-- begin Rows --

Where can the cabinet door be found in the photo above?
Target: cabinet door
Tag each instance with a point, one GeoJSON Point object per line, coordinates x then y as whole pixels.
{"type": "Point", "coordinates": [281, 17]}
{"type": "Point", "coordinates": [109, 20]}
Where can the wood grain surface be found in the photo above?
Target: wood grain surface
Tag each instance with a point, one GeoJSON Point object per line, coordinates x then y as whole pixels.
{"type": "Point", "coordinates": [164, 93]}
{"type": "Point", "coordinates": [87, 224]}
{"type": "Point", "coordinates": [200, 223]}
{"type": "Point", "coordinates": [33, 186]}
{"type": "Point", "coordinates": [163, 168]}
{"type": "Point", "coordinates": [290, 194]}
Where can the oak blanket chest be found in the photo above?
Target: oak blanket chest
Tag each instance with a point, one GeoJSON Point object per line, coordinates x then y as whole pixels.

-- end Rows --

## Exercise objective
Please edit the rows from the line containing "Where can the oak" through the end of the rows, both included, replacing "blanket chest" with "hope chest" and leaving everything else unchanged. Return only those lines.

## Solution for this problem
Where can the oak hope chest be found in the photo above?
Target: oak hope chest
Tag each instance with a point, one GeoJSON Point object per line, coordinates x then y as whole pixels.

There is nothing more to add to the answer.